-- TASK DESCRIPTION --
Each record needs to be transcribed exactly.

Collected data entries
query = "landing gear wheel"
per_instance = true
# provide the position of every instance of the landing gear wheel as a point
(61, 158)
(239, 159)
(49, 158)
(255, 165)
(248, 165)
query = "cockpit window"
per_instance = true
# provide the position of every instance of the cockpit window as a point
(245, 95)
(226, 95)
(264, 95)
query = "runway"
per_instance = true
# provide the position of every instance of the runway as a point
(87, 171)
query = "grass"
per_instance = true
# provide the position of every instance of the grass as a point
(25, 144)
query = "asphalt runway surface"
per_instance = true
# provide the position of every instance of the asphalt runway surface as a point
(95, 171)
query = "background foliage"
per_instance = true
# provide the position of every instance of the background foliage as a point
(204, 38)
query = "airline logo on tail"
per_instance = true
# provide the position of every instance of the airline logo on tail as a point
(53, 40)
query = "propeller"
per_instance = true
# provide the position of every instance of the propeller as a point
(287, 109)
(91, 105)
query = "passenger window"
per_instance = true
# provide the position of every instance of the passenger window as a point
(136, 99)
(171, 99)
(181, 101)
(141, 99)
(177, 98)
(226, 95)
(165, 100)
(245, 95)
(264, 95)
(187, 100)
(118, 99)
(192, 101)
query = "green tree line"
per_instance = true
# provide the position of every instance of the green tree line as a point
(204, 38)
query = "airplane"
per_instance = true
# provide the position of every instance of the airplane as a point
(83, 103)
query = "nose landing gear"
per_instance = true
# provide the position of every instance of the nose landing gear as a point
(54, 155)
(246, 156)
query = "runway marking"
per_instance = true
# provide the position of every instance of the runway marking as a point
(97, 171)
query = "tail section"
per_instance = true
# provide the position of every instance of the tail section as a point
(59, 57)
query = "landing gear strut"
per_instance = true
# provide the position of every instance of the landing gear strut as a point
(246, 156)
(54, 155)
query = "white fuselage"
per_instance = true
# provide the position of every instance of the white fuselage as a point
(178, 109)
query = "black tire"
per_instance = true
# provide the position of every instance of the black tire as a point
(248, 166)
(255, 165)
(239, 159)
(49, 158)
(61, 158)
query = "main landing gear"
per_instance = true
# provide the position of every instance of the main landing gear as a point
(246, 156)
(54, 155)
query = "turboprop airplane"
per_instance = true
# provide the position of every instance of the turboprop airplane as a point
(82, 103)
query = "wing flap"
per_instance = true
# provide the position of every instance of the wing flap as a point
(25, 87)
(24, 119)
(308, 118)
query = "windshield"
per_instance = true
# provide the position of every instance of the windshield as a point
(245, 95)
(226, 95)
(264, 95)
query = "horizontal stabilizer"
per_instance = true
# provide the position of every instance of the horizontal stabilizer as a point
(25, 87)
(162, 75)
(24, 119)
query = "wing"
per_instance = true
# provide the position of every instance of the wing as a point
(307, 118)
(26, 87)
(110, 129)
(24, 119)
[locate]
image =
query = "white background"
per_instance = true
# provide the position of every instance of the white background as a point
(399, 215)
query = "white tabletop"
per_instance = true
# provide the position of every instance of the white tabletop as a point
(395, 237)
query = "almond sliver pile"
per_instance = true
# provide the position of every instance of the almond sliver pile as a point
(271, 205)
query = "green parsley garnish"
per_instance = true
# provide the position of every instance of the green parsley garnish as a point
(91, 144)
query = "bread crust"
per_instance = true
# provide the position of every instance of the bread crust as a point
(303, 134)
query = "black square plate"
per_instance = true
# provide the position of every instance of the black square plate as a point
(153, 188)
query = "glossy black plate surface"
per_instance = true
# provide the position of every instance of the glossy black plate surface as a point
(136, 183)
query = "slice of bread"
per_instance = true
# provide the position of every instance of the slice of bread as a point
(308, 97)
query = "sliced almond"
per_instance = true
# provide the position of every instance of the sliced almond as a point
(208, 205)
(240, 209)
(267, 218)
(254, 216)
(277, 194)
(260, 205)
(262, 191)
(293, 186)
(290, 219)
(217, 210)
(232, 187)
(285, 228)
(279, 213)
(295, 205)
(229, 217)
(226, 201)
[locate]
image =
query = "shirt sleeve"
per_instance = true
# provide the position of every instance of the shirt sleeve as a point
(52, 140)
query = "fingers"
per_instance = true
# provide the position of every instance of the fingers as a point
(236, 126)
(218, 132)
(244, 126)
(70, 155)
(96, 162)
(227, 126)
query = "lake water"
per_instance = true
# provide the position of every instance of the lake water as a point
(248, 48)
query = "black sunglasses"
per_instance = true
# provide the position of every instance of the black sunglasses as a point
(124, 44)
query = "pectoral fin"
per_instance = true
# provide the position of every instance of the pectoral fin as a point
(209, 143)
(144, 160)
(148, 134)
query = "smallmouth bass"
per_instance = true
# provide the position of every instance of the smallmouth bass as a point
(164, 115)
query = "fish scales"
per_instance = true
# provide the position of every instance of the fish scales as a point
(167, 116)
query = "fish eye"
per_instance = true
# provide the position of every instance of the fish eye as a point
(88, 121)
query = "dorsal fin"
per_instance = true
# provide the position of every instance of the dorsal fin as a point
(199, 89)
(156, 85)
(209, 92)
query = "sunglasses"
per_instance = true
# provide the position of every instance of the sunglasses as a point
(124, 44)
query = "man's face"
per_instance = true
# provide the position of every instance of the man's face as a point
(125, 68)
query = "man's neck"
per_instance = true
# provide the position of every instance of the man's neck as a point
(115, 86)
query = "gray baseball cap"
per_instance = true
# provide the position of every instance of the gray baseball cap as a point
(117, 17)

-- COMPLETED EXERCISE --
query = "landing gear wheel"
per_instance = true
# provide the position of every instance of the landing gear wheel as a point
(61, 158)
(239, 159)
(49, 158)
(255, 165)
(248, 165)
query = "cockpit window"
per_instance = true
# provide the position of every instance of the cockpit window as a point
(245, 95)
(226, 95)
(264, 95)
query = "runway"
per_instance = true
# provide the position of every instance of the runway as a point
(87, 171)
query = "grass"
per_instance = true
# provide the position of every instance of the grass as a point
(25, 144)
query = "asphalt runway surface"
per_instance = true
# provide the position of every instance of the asphalt runway surface as a point
(95, 171)
query = "background foliage"
per_instance = true
# provide the position of every instance of the background foliage as a point
(204, 38)
query = "airline logo on tail"
per_instance = true
# provide the position of every instance of the airline logo on tail as a point
(53, 40)
query = "propeller"
per_instance = true
# provide the position of every instance of the propeller as a point
(287, 109)
(91, 105)
query = "passenger window"
per_instance = true
# provide the position of every instance of the passenger window as a point
(136, 99)
(171, 99)
(181, 101)
(141, 99)
(177, 98)
(226, 95)
(165, 100)
(245, 95)
(264, 95)
(187, 100)
(118, 99)
(192, 101)
query = "green tree line"
per_instance = true
# provide the position of every instance of the green tree line as a point
(204, 38)
query = "airplane"
per_instance = true
# provide the position of every instance of the airplane as a point
(83, 103)
query = "nose landing gear"
per_instance = true
# provide the position of every instance of the nose landing gear as a point
(54, 155)
(246, 156)
query = "runway marking"
per_instance = true
# provide the position of every instance of the runway marking as a point
(97, 171)
query = "tail section"
per_instance = true
# provide the position of every instance of the tail section as a point
(59, 57)
query = "landing gear strut"
per_instance = true
# provide the position of every instance of the landing gear strut as a point
(246, 156)
(54, 155)
query = "white fuselage"
per_instance = true
# provide the position of every instance of the white fuselage as a point
(178, 109)
query = "black tire"
per_instance = true
# provide the position of every instance of the black tire as a point
(248, 166)
(255, 165)
(239, 159)
(49, 158)
(61, 158)
query = "main landing gear"
per_instance = true
# provide the position of every instance of the main landing gear as a point
(246, 156)
(54, 155)
query = "turboprop airplane"
per_instance = true
# provide the position of every instance of the turboprop airplane as a point
(82, 103)
query = "wing flap"
per_instance = true
# provide the position of every instance of the wing flap as a point
(25, 87)
(24, 119)
(308, 118)
query = "windshield"
per_instance = true
# provide the position of every instance of the windshield as a point
(245, 95)
(226, 95)
(264, 95)
query = "horizontal stabilizer"
per_instance = true
# provide the position of every instance of the horizontal stabilizer as a point
(25, 87)
(162, 75)
(24, 119)
query = "wing"
per_instance = true
# provide the position of every instance of the wing as a point
(307, 118)
(26, 87)
(110, 129)
(24, 119)
[locate]
image =
query = "white background"
per_instance = true
# provide the position of every instance of the white background as a point
(399, 215)
query = "white tabletop"
per_instance = true
# provide the position of every instance of the white tabletop as a point
(395, 237)
query = "almond sliver pile"
per_instance = true
# provide the position of every instance of the almond sliver pile as a point
(271, 205)
query = "green parsley garnish"
per_instance = true
# provide the position of every instance of the green parsley garnish as a point
(91, 144)
query = "bread crust"
per_instance = true
# provide the position of every instance of the bread crust as a point
(303, 134)
query = "black square plate"
per_instance = true
# provide the position of every instance of the black square plate as a point
(153, 188)
query = "glossy black plate surface"
per_instance = true
# provide the position of every instance of the glossy black plate surface as a point
(136, 183)
query = "slice of bread"
per_instance = true
# provide the position of every instance of the slice of bread as a point
(308, 97)
query = "sliced almond"
per_instance = true
# provide the position of every instance of the sliced almond as a point
(208, 205)
(240, 209)
(267, 218)
(254, 216)
(277, 194)
(260, 205)
(262, 191)
(293, 186)
(290, 219)
(217, 210)
(232, 187)
(285, 228)
(279, 213)
(295, 205)
(229, 217)
(226, 201)
[locate]
image =
query = "shirt sleeve"
per_instance = true
# provide the position of every instance of the shirt sleeve as a point
(52, 140)
query = "fingers"
per_instance = true
# provide the position of every instance of the fingers as a point
(236, 126)
(218, 132)
(244, 126)
(70, 155)
(96, 162)
(227, 126)
query = "lake water"
per_instance = true
# provide the position of every instance of the lake water as a point
(248, 48)
query = "black sunglasses"
per_instance = true
# provide the position of every instance of the black sunglasses as a point
(124, 44)
query = "pectoral fin"
per_instance = true
# provide the position of every instance of the pectoral fin as a point
(209, 143)
(144, 160)
(148, 134)
query = "smallmouth bass"
per_instance = true
# provide the position of every instance of the smallmouth bass as a point
(164, 115)
query = "fish scales"
per_instance = true
# provide the position of every instance of the fish scales as a point
(167, 116)
query = "fish eye"
per_instance = true
# provide the position of every instance of the fish eye as a point
(88, 121)
query = "dorsal fin"
per_instance = true
# provide the position of every instance of the dorsal fin as a point
(199, 89)
(156, 85)
(209, 92)
query = "sunglasses"
per_instance = true
# provide the position of every instance of the sunglasses as a point
(124, 44)
query = "man's face"
per_instance = true
# provide the position of every instance of the man's face as a point
(125, 68)
query = "man's neck"
per_instance = true
# provide the position of every instance of the man's neck as a point
(115, 86)
query = "gray baseball cap"
per_instance = true
# provide the position of every instance of the gray baseball cap as a point
(117, 17)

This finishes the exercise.